** QUOTED PASSAGE **
_____

But, Marc, what I want to know is, what's your theory behind supposing that the reaction will be ever further rightward for every added year Fidel is in power? I think if you look at transitions away from long-lived tyrants around the world, they've been all across the board, from dynastic succession in North Korea to the fall of the Berlin Wall in East Germany. It's hard for me to believe that Cuba will go back to being a mere Batistastan when both Castros are in their graves. Give me a theory, or at least a highly parallel precedent.
Posted by: Michael Turner | Monday, May 23, 2005 at 07:03 AM
How about this for a pipe dream/Cuba policy.
1. American leftists, along with European govts (and communist nutjobs) that have directly or indirectly supported/apologized for Castro announce that Fidel is a nothing more than a pathetic despot worthy of imprisonment or worse.
2. The American right announces that after 3(4) decades, the embargo on Cuba hasn't worked and Castro is going to die in office. It is no longer worth it to appease former Batisita supporters and rightwing nutjobs in Miami.
3. The US State Dept. announces that it will be willing to negotiate an end to the embargo if Castro will allow dissidents to form opposition parties and meet, without police harrassment, whenever and whereever they want.
Frydek-Mistek
Posted by: Frydek-Mistek | Monday, May 23, 2005 at 07:50 AM
Actually, Bush was there. The dissidents played a video message from him on their laptop for the group. I'm sure that has something to do with the left ignoring this momentous meeting. Yes, Marc, they are leaving it to the Bushies. Again, they ignore everyday politics for some dreamy futuristic ideal.
You can go to Stefania's site and see more pics, if you'd like. Just keep scrolling down.
http://freethoughts.splinder.com/
Warning: many of the pics show dissidents who are openly pro-American. :)
Posted by: PJ | Monday, May 23, 2005 at 09:22 AM
Marc Cooper asks, "But why the continuing silence of most of the American Left on Castro? Why is it left only to Nat Hentoff to speak out? What does it tell us that a great civil liberties lion like Nat is left to publish his op-ed piece in the Washington Times?"

_____

(Pointing and labeling rows)

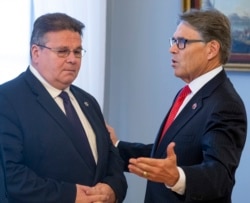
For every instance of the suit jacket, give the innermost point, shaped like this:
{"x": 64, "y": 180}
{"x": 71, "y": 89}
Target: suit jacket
{"x": 3, "y": 190}
{"x": 210, "y": 134}
{"x": 43, "y": 158}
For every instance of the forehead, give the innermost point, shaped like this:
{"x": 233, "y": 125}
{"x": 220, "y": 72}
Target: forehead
{"x": 185, "y": 30}
{"x": 63, "y": 37}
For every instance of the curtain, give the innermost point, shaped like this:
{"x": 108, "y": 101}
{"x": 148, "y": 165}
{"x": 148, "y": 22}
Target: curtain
{"x": 17, "y": 18}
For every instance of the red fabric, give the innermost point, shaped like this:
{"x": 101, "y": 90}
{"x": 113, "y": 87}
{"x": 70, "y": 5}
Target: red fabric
{"x": 184, "y": 92}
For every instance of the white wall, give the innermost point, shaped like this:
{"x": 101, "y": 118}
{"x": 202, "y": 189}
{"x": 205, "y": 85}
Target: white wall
{"x": 140, "y": 84}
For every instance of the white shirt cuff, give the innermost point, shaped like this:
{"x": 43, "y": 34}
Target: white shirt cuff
{"x": 180, "y": 186}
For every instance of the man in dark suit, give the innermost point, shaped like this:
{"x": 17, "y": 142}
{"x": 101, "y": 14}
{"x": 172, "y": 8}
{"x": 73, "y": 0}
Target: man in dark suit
{"x": 195, "y": 156}
{"x": 44, "y": 159}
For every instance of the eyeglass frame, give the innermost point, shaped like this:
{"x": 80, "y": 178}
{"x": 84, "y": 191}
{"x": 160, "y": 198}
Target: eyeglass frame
{"x": 66, "y": 54}
{"x": 184, "y": 41}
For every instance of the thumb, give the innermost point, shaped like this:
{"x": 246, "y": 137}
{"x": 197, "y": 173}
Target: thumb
{"x": 170, "y": 151}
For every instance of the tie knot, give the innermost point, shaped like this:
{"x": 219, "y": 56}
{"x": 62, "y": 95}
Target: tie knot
{"x": 185, "y": 91}
{"x": 64, "y": 95}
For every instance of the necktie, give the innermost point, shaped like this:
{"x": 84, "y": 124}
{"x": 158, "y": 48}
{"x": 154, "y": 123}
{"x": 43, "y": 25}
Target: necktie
{"x": 178, "y": 102}
{"x": 76, "y": 123}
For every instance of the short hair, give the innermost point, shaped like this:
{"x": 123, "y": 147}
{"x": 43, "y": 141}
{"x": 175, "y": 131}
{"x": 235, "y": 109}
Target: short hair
{"x": 53, "y": 22}
{"x": 212, "y": 25}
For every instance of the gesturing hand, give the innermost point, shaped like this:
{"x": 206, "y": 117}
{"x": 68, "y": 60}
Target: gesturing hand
{"x": 157, "y": 170}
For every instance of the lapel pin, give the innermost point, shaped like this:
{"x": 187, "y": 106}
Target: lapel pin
{"x": 194, "y": 106}
{"x": 86, "y": 103}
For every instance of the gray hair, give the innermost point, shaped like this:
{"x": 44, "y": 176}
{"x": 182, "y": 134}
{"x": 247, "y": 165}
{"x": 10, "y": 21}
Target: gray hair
{"x": 212, "y": 25}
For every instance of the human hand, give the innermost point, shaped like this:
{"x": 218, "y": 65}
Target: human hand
{"x": 157, "y": 170}
{"x": 112, "y": 134}
{"x": 104, "y": 190}
{"x": 83, "y": 196}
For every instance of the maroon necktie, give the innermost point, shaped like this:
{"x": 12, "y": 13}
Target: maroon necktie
{"x": 182, "y": 95}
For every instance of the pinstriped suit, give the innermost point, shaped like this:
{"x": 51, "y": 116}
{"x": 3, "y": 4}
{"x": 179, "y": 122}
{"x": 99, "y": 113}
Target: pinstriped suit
{"x": 44, "y": 160}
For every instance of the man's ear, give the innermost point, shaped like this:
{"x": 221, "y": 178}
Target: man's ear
{"x": 213, "y": 49}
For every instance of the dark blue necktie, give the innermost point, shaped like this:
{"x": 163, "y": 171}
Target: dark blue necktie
{"x": 76, "y": 123}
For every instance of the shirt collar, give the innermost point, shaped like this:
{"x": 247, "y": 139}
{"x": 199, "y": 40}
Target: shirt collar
{"x": 52, "y": 91}
{"x": 199, "y": 82}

_____

** PROBLEM SET **
- 1) Edit the rows starting at the line that contains "For every instance of the maroon" and running through the end of the rows, replacing "necktie" with "tie" and changing nothing else. Return only those lines.
- 2) Pick up the comment thread on Castro and the American Left from its last line and continue it.

** TASK RESPONSES **
- 1)
For every instance of the maroon tie, give the innermost point, shaped like this:
{"x": 12, "y": 13}
Target: maroon tie
{"x": 182, "y": 95}
For every instance of the pinstriped suit, give the innermost point, shaped like this:
{"x": 51, "y": 116}
{"x": 3, "y": 4}
{"x": 179, "y": 122}
{"x": 99, "y": 113}
Target: pinstriped suit
{"x": 44, "y": 160}
For every instance of the man's ear, give the innermost point, shaped like this:
{"x": 221, "y": 178}
Target: man's ear
{"x": 213, "y": 49}
For every instance of the dark blue tie, give the innermost point, shaped like this:
{"x": 163, "y": 171}
Target: dark blue tie
{"x": 76, "y": 123}
For every instance of the shirt collar, give the innermost point, shaped like this:
{"x": 247, "y": 139}
{"x": 199, "y": 40}
Target: shirt collar
{"x": 52, "y": 91}
{"x": 199, "y": 82}

- 2)
Well, the answer should be obvious to anybody who is not drunk on anti-Communist ideology. Nat Hentoff has absolutely no leftist credentials. He uses his Village Voice column to slander the Mideast Languages and Culture Department at Columbia University as anti-Semitic. He argues vociferously against a woman's right to an abortion. He has even come to the aid of George W. Bush's dreadful federal court nominees lately. In other words, Hentoff belongs exactly to the reactionary swamp epitomized by Reverend Moon's Washington Times. It is sad that Marc Cooper cannot discern this, further proof of his steady march to Hitchensville.
Posted by: Mary Jones | Monday, May 23, 2005 at 09:57 AM
Marc - Didn't just about every notable member of that very large (!) and enormously influential (!) group, the Fairly-Far-Left, publicly condemn Castro's trials of dissidents a few years back ? I know that Hentoff wrote of a bizarre brouhaha at The American Library Association - which apparently has a faction on it's executive board who blocked expressions of solidarity with dissident Cuban librarians. But who even on the isolated and mostly irrelevant Fairly-Far-Left - the Chomskyites and such - doesn't share your view ? And, although I've occasionally read some bizarre comments after meeting Fidel Castro from individuals on the trendy cultural left, I haven't seen a defense of Castro among left liberals for many a decade. (For me personally, Fidel lost any luster after he supported the Soviet invasion of Chechoslovakia nearly forty years ago.)
I think you're overstating here...to the point of distortion. Maybe Alexander Cockburn would fit your profile of "the left" refusing to criticize Castro, and you could find a few politically marginal morons with cultural credentials like Alice Walker who profess great admiration for Fidel, but I don't know of anyone who's taken seriously in left-liberal circles who doesn't look forward to Castro's demise and hope it opens up new political space, much as we prayed for the death of Arafat.
How do we draw these lines in using the term "left" in the U.S., where Hillary Clinton is attacked as a "leftist" in some fairly prominent salons of the right ??? I guess the issue of definition and perception is part of my problem with your post...Pop quiz for conservative posters here - who is Stanley Aronowitz ? Mike Davis ? Michael Albert ? Name a book published by Verso Press. Which Trotskyist organization was Christopher Hitchens a member of? Anybody who can't answer at least a couple of those questions probably thinks of Ted Kennedy is a Leftist, so most of the terms of your discussion are shifted immediately into the realm of the irrelevant and arcane and the charges of "leftist" support for Castro become bizarre and essentially counter-factual.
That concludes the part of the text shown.